LE BLOG DES COMMUNISTES DE ROMAINVILLE

mercredi 30 décembre 2009

Les flambeurs

Les boursicoteurs prospèrent et, à l'autre bout de la chaîne, le chômage augmente. Ce qui pourrait sembler un paradoxe ou une immoralité est à la base du capitalisme.
Par Jean-Paul Piérot.
30/12/2009
Rassurons-nous, la morosité ne gâchera pas partout les fêtes du nouvel an. La crise qui perdure, le chômage qui frappe les uns et menace les autres, les retraites, nouveau chantier de démolition à l’ordre du jour de l’action gouvernementale en 2010, le système de santé à la défense duquel se dresse toute la communauté médicale participent d’un climat peu propice aux débordements d’allégresse. Mais l’ambiance sera sauvée par le CAC 40, qui s’apprête à clore l’année au beau fixe. La Bourse de Paris abordait cette dernière semaine en flirtant avec le seuil des 4 000 points. Depuis plus d’un an, pareil résultat n’avait pas été atteint. Le « rallye » de fin d’année, selon l’expression en usage chez les « happy few » du capitalisme financier, s’annonce déjà comme un succès, de quoi exciter l’appétit du monde des actionnaires à l’heure du réveillon.

══════════════════════════════

### Activité
Recopiez mot pour mot le passage de l'article sur les flambeurs qui va de « mercredi 30 décembre » jusqu'à « Par Jean-Paul Piérot. ». Les données ci-dessous n'ont aucun rapport avec l'article.

══════════════════════════════

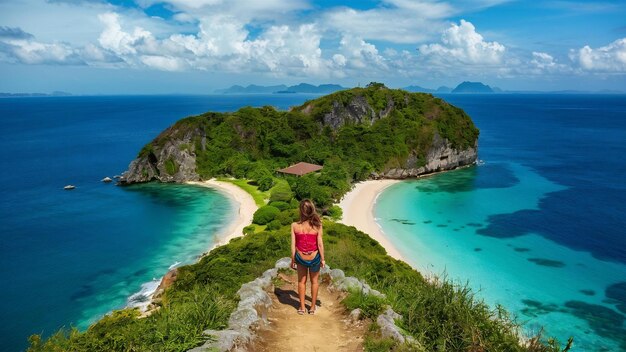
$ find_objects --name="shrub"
[276,209,300,225]
[243,225,255,235]
[270,181,293,202]
[326,205,343,221]
[265,219,283,231]
[268,202,291,211]
[165,158,178,175]
[341,289,386,319]
[256,175,274,191]
[252,205,280,225]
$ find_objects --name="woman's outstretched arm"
[317,226,326,267]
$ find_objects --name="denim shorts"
[295,251,322,273]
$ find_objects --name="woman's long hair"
[299,199,322,229]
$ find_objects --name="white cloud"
[0,39,84,65]
[570,38,626,73]
[320,3,449,44]
[339,35,387,70]
[419,20,506,66]
[140,55,186,71]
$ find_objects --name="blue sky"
[0,0,626,94]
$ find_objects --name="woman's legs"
[298,264,308,310]
[305,270,320,310]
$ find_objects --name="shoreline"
[338,179,407,262]
[184,178,258,260]
[138,178,258,317]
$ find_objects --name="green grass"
[29,217,558,352]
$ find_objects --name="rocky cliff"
[118,84,478,185]
[118,125,200,185]
[372,133,478,179]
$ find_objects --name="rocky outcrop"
[320,96,394,130]
[372,133,478,179]
[118,84,478,185]
[118,128,204,185]
[187,257,421,352]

══════════════════════════════

### Votre réponse
mercredi 30 décembre 2009

Les flambeurs

Les boursicoteurs prospèrent et, à l'autre bout de la chaîne, le chômage augmente. Ce qui pourrait sembler un paradoxe ou une immoralité est à la base du capitalisme.
Par Jean-Paul Piérot.